PROBLEM: The answer should contain each record below, repeated exactly.

══ SOURCE RECORDS ══

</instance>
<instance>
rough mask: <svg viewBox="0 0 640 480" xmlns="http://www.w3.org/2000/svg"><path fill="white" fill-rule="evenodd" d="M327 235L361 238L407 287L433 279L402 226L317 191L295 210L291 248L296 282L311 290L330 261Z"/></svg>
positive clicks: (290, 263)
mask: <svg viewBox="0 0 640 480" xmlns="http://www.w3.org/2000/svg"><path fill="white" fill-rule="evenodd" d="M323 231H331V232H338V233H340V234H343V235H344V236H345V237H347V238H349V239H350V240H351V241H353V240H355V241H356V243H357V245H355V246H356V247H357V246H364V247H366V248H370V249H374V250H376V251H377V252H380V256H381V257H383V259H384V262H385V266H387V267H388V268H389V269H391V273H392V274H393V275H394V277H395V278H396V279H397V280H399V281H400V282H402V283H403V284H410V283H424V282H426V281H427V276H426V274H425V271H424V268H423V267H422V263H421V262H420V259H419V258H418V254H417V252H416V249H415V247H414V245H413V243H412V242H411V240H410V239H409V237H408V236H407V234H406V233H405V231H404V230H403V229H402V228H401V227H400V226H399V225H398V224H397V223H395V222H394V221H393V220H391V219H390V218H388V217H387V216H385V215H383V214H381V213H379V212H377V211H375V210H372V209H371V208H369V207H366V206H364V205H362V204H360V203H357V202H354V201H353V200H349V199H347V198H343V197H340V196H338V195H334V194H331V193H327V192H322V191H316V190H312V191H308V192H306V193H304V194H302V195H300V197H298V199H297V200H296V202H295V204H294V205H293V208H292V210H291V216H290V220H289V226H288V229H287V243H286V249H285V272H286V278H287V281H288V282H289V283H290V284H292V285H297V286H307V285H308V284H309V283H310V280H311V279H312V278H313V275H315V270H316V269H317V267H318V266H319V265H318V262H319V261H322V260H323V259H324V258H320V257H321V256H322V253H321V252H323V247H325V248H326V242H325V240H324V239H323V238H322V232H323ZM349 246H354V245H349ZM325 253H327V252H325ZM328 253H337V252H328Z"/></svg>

═══

EXERCISE RESPONSE:
</instance>
<instance>
rough mask: <svg viewBox="0 0 640 480" xmlns="http://www.w3.org/2000/svg"><path fill="white" fill-rule="evenodd" d="M327 235L361 238L407 287L433 279L402 226L317 191L295 210L291 248L296 282L311 290L330 261Z"/></svg>
positive clicks: (290, 263)
mask: <svg viewBox="0 0 640 480" xmlns="http://www.w3.org/2000/svg"><path fill="white" fill-rule="evenodd" d="M323 231H331V232H338V233H340V234H343V235H344V236H345V237H347V238H349V239H350V240H351V241H353V240H355V241H356V243H357V245H355V246H356V247H357V246H364V247H366V248H370V249H374V250H376V251H377V252H380V256H381V257H383V259H384V262H385V266H387V267H388V268H389V269H391V273H392V274H393V275H394V277H395V278H396V279H397V280H399V281H400V282H402V283H403V284H410V283H424V282H426V281H427V276H426V274H425V271H424V268H423V267H422V263H421V262H420V259H419V258H418V254H417V252H416V249H415V247H414V245H413V243H412V242H411V240H410V239H409V237H408V236H407V234H406V233H405V231H404V230H403V229H402V228H401V227H400V226H399V225H398V224H397V223H395V222H394V221H393V220H391V219H390V218H388V217H387V216H385V215H383V214H381V213H379V212H377V211H375V210H372V209H371V208H369V207H366V206H364V205H362V204H360V203H357V202H354V201H353V200H349V199H347V198H343V197H340V196H338V195H334V194H331V193H327V192H322V191H316V190H312V191H308V192H306V193H304V194H302V195H300V197H298V199H297V200H296V202H295V204H294V205H293V208H292V210H291V216H290V220H289V226H288V229H287V243H286V249H285V272H286V278H287V281H288V282H289V283H290V284H292V285H297V286H307V285H308V284H309V283H310V280H311V279H312V278H313V275H315V270H316V269H317V267H318V266H319V265H318V262H319V261H322V260H323V259H324V258H320V257H321V256H322V253H321V252H323V247H325V248H326V242H325V240H324V239H323V238H322V232H323ZM349 246H354V245H349ZM325 253H327V252H325ZM328 253H337V252H328Z"/></svg>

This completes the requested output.